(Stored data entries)

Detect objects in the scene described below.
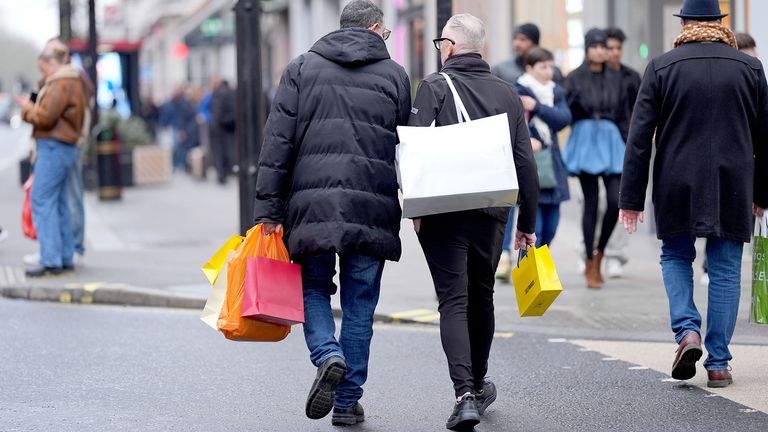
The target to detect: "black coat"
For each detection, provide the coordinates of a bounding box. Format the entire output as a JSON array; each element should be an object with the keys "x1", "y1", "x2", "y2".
[
  {"x1": 619, "y1": 42, "x2": 768, "y2": 242},
  {"x1": 563, "y1": 61, "x2": 629, "y2": 142},
  {"x1": 515, "y1": 84, "x2": 571, "y2": 205},
  {"x1": 254, "y1": 28, "x2": 411, "y2": 260},
  {"x1": 408, "y1": 54, "x2": 539, "y2": 233}
]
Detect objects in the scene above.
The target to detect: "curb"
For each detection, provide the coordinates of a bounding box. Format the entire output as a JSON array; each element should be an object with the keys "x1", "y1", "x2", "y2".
[
  {"x1": 0, "y1": 286, "x2": 437, "y2": 326},
  {"x1": 0, "y1": 286, "x2": 205, "y2": 310}
]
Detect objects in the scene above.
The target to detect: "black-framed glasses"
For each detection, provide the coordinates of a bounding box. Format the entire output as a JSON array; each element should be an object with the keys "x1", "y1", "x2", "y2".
[{"x1": 432, "y1": 38, "x2": 456, "y2": 51}]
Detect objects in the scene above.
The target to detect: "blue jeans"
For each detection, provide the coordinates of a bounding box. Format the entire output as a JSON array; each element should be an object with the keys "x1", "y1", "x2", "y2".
[
  {"x1": 501, "y1": 207, "x2": 516, "y2": 251},
  {"x1": 536, "y1": 204, "x2": 560, "y2": 247},
  {"x1": 661, "y1": 236, "x2": 744, "y2": 370},
  {"x1": 299, "y1": 253, "x2": 384, "y2": 408},
  {"x1": 67, "y1": 157, "x2": 85, "y2": 255},
  {"x1": 30, "y1": 139, "x2": 80, "y2": 267}
]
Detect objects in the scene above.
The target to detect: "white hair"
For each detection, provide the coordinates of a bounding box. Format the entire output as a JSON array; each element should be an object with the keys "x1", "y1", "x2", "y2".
[{"x1": 443, "y1": 14, "x2": 485, "y2": 54}]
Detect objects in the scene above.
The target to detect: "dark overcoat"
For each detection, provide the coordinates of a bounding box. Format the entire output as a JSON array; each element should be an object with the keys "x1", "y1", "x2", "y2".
[
  {"x1": 254, "y1": 28, "x2": 411, "y2": 260},
  {"x1": 619, "y1": 42, "x2": 768, "y2": 242}
]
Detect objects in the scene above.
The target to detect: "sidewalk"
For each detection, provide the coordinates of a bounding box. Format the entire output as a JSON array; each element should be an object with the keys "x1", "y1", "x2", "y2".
[{"x1": 0, "y1": 159, "x2": 768, "y2": 345}]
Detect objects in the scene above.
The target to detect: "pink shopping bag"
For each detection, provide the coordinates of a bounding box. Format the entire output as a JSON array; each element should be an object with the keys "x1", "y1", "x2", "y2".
[{"x1": 242, "y1": 257, "x2": 304, "y2": 325}]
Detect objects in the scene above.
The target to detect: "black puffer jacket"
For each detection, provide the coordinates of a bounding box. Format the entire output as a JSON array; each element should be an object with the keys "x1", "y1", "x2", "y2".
[{"x1": 254, "y1": 29, "x2": 411, "y2": 260}]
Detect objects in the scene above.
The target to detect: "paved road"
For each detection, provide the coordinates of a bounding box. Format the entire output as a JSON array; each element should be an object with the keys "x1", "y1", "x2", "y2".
[{"x1": 0, "y1": 299, "x2": 768, "y2": 432}]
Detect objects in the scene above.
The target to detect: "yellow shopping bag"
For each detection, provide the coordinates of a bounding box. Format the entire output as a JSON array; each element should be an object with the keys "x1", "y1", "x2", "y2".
[{"x1": 512, "y1": 245, "x2": 563, "y2": 317}]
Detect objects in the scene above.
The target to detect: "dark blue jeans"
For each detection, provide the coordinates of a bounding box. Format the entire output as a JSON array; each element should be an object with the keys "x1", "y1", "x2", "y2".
[
  {"x1": 536, "y1": 204, "x2": 560, "y2": 247},
  {"x1": 661, "y1": 235, "x2": 744, "y2": 370},
  {"x1": 298, "y1": 253, "x2": 384, "y2": 408}
]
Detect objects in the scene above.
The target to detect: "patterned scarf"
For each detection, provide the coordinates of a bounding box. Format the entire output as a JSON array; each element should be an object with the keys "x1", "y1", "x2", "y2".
[{"x1": 675, "y1": 22, "x2": 739, "y2": 49}]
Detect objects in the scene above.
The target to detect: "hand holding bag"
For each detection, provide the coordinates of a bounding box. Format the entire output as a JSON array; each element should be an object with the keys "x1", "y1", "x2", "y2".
[
  {"x1": 750, "y1": 213, "x2": 768, "y2": 324},
  {"x1": 512, "y1": 245, "x2": 563, "y2": 317},
  {"x1": 217, "y1": 224, "x2": 291, "y2": 342},
  {"x1": 241, "y1": 230, "x2": 304, "y2": 325}
]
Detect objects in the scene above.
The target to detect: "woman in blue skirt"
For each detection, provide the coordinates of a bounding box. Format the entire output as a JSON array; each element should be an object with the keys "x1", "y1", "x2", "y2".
[{"x1": 563, "y1": 29, "x2": 629, "y2": 288}]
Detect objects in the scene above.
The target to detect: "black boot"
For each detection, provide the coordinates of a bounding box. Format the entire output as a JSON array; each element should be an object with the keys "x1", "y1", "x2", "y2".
[
  {"x1": 331, "y1": 402, "x2": 365, "y2": 426},
  {"x1": 306, "y1": 356, "x2": 347, "y2": 420},
  {"x1": 476, "y1": 378, "x2": 496, "y2": 415},
  {"x1": 445, "y1": 393, "x2": 480, "y2": 431}
]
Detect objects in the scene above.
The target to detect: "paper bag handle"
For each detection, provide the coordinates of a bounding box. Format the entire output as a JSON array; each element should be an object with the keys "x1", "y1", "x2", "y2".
[{"x1": 440, "y1": 72, "x2": 472, "y2": 123}]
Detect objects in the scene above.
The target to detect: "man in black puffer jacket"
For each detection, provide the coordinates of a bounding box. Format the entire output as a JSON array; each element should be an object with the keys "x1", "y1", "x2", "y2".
[{"x1": 255, "y1": 0, "x2": 411, "y2": 425}]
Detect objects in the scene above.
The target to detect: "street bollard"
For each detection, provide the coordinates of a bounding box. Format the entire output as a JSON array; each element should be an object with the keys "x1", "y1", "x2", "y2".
[{"x1": 96, "y1": 128, "x2": 122, "y2": 201}]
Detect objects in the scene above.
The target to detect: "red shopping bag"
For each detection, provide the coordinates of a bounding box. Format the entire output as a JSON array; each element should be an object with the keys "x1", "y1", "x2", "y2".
[
  {"x1": 21, "y1": 174, "x2": 37, "y2": 240},
  {"x1": 242, "y1": 256, "x2": 304, "y2": 325}
]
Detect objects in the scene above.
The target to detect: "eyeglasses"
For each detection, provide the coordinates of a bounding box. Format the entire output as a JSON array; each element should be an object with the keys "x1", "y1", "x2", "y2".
[{"x1": 432, "y1": 38, "x2": 456, "y2": 51}]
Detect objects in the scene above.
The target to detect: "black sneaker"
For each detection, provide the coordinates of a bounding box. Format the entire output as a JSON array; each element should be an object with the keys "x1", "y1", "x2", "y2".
[
  {"x1": 24, "y1": 266, "x2": 64, "y2": 277},
  {"x1": 475, "y1": 378, "x2": 496, "y2": 415},
  {"x1": 331, "y1": 402, "x2": 365, "y2": 426},
  {"x1": 306, "y1": 357, "x2": 347, "y2": 420},
  {"x1": 445, "y1": 393, "x2": 480, "y2": 431}
]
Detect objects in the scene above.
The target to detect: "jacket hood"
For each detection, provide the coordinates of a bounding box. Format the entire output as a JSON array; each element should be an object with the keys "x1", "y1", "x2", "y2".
[{"x1": 309, "y1": 28, "x2": 389, "y2": 66}]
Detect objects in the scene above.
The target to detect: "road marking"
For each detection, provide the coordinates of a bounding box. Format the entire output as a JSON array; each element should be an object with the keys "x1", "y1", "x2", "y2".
[{"x1": 389, "y1": 309, "x2": 435, "y2": 319}]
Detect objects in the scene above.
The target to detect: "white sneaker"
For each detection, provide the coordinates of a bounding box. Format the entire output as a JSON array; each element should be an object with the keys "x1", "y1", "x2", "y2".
[{"x1": 605, "y1": 258, "x2": 624, "y2": 279}]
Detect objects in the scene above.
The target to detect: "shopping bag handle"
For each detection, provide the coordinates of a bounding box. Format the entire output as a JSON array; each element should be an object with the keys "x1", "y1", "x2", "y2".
[{"x1": 440, "y1": 72, "x2": 472, "y2": 123}]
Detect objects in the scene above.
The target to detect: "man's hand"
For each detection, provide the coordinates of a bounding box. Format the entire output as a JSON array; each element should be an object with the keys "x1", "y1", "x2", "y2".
[
  {"x1": 752, "y1": 203, "x2": 765, "y2": 217},
  {"x1": 261, "y1": 222, "x2": 283, "y2": 235},
  {"x1": 520, "y1": 96, "x2": 538, "y2": 111},
  {"x1": 619, "y1": 209, "x2": 645, "y2": 234},
  {"x1": 514, "y1": 230, "x2": 536, "y2": 250},
  {"x1": 531, "y1": 138, "x2": 544, "y2": 154}
]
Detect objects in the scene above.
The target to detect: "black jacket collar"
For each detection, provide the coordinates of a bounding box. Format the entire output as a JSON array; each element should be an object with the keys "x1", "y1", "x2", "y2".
[{"x1": 440, "y1": 53, "x2": 491, "y2": 73}]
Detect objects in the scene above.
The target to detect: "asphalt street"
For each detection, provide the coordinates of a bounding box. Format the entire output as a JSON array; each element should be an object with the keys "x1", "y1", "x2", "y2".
[{"x1": 0, "y1": 299, "x2": 768, "y2": 432}]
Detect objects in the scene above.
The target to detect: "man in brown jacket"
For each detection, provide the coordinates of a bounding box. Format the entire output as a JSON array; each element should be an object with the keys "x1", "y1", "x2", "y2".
[{"x1": 18, "y1": 40, "x2": 87, "y2": 277}]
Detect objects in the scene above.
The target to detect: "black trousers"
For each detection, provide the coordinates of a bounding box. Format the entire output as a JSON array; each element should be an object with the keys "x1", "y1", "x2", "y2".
[{"x1": 419, "y1": 211, "x2": 505, "y2": 396}]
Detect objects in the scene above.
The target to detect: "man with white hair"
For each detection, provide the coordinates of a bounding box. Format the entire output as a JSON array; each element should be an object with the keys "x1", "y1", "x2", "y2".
[{"x1": 409, "y1": 14, "x2": 539, "y2": 430}]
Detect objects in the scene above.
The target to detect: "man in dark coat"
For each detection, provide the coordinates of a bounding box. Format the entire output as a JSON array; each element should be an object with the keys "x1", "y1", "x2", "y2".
[
  {"x1": 255, "y1": 0, "x2": 411, "y2": 425},
  {"x1": 408, "y1": 14, "x2": 539, "y2": 430},
  {"x1": 209, "y1": 80, "x2": 235, "y2": 184},
  {"x1": 620, "y1": 0, "x2": 768, "y2": 387}
]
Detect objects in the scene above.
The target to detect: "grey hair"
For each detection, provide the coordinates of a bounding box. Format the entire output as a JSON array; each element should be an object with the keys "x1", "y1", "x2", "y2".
[
  {"x1": 444, "y1": 14, "x2": 485, "y2": 54},
  {"x1": 339, "y1": 0, "x2": 384, "y2": 29}
]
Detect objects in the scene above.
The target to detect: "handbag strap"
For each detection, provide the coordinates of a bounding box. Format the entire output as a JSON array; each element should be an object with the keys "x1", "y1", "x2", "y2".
[{"x1": 440, "y1": 72, "x2": 472, "y2": 123}]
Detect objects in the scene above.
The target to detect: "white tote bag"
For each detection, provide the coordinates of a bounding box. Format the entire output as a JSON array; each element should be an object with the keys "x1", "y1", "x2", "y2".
[{"x1": 397, "y1": 73, "x2": 519, "y2": 218}]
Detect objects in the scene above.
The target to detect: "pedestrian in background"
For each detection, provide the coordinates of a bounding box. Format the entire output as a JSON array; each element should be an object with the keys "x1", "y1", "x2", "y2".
[
  {"x1": 507, "y1": 47, "x2": 571, "y2": 247},
  {"x1": 621, "y1": 0, "x2": 768, "y2": 387},
  {"x1": 18, "y1": 40, "x2": 88, "y2": 277},
  {"x1": 736, "y1": 33, "x2": 757, "y2": 57},
  {"x1": 491, "y1": 23, "x2": 563, "y2": 281},
  {"x1": 254, "y1": 0, "x2": 411, "y2": 425},
  {"x1": 563, "y1": 28, "x2": 629, "y2": 288},
  {"x1": 210, "y1": 80, "x2": 236, "y2": 185},
  {"x1": 408, "y1": 14, "x2": 539, "y2": 430}
]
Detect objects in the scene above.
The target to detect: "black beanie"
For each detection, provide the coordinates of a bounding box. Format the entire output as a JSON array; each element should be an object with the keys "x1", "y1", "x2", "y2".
[
  {"x1": 584, "y1": 28, "x2": 608, "y2": 49},
  {"x1": 515, "y1": 23, "x2": 541, "y2": 45}
]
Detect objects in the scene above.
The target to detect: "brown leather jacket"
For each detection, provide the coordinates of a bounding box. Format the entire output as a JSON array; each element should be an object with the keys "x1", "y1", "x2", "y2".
[{"x1": 22, "y1": 66, "x2": 87, "y2": 145}]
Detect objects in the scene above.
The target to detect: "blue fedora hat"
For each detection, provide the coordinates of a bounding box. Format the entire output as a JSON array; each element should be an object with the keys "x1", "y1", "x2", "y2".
[{"x1": 674, "y1": 0, "x2": 728, "y2": 21}]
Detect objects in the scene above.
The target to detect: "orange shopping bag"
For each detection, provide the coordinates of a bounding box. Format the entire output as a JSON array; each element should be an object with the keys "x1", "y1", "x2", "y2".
[{"x1": 217, "y1": 224, "x2": 291, "y2": 342}]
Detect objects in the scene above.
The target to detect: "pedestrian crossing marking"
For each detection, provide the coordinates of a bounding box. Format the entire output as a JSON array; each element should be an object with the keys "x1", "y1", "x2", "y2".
[{"x1": 389, "y1": 309, "x2": 435, "y2": 319}]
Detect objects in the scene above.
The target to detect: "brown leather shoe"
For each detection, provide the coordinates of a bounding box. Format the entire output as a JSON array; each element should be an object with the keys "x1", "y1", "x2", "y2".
[
  {"x1": 593, "y1": 251, "x2": 605, "y2": 284},
  {"x1": 707, "y1": 369, "x2": 733, "y2": 388},
  {"x1": 584, "y1": 258, "x2": 603, "y2": 288},
  {"x1": 672, "y1": 331, "x2": 703, "y2": 380}
]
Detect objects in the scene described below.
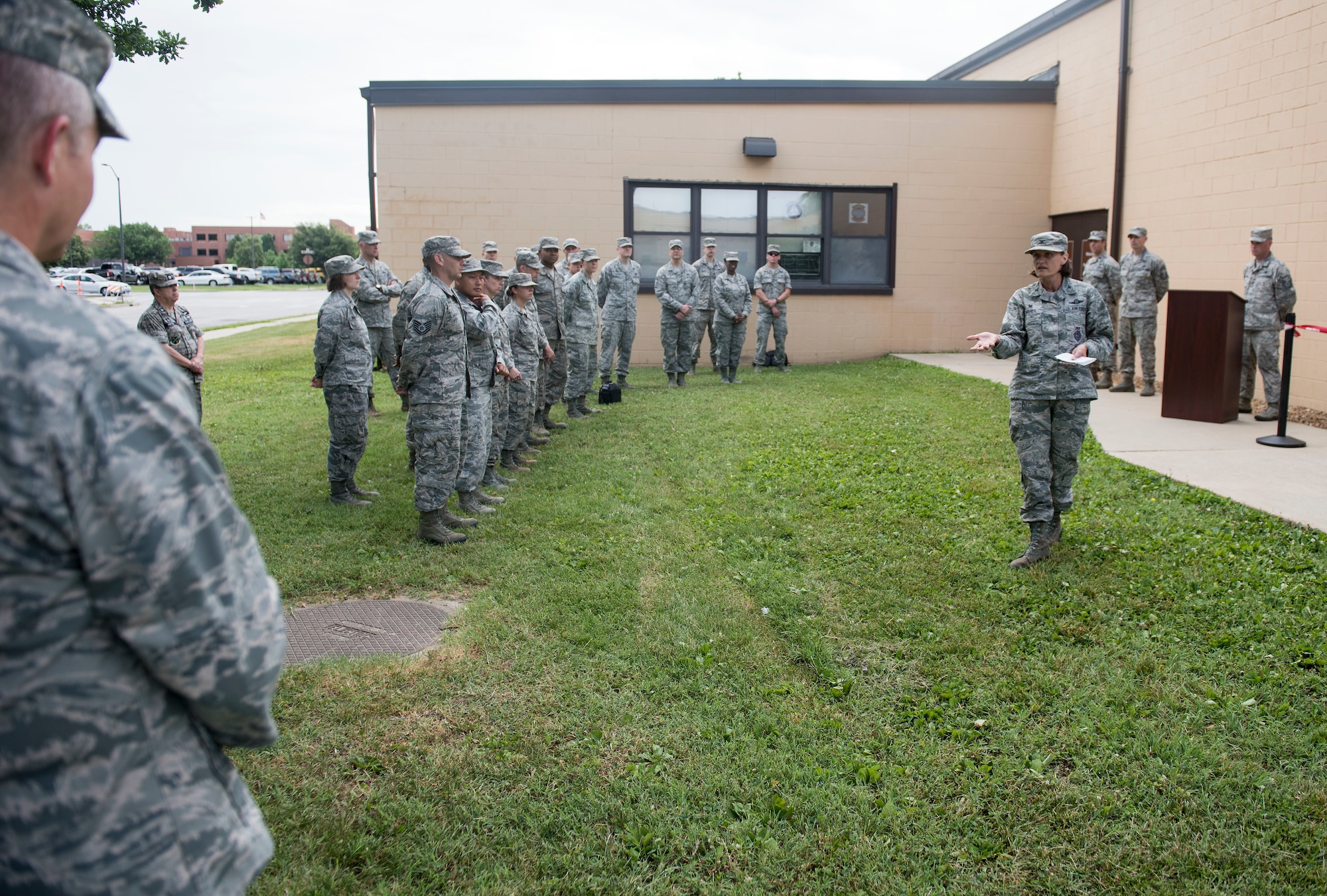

- _GOAL OF THE EXERCISE_:
Tally the lines in the stored data entries above that contain the word "shopping", treating case as significant, and give only the number.

- _WRITTEN SOLUTION_:
5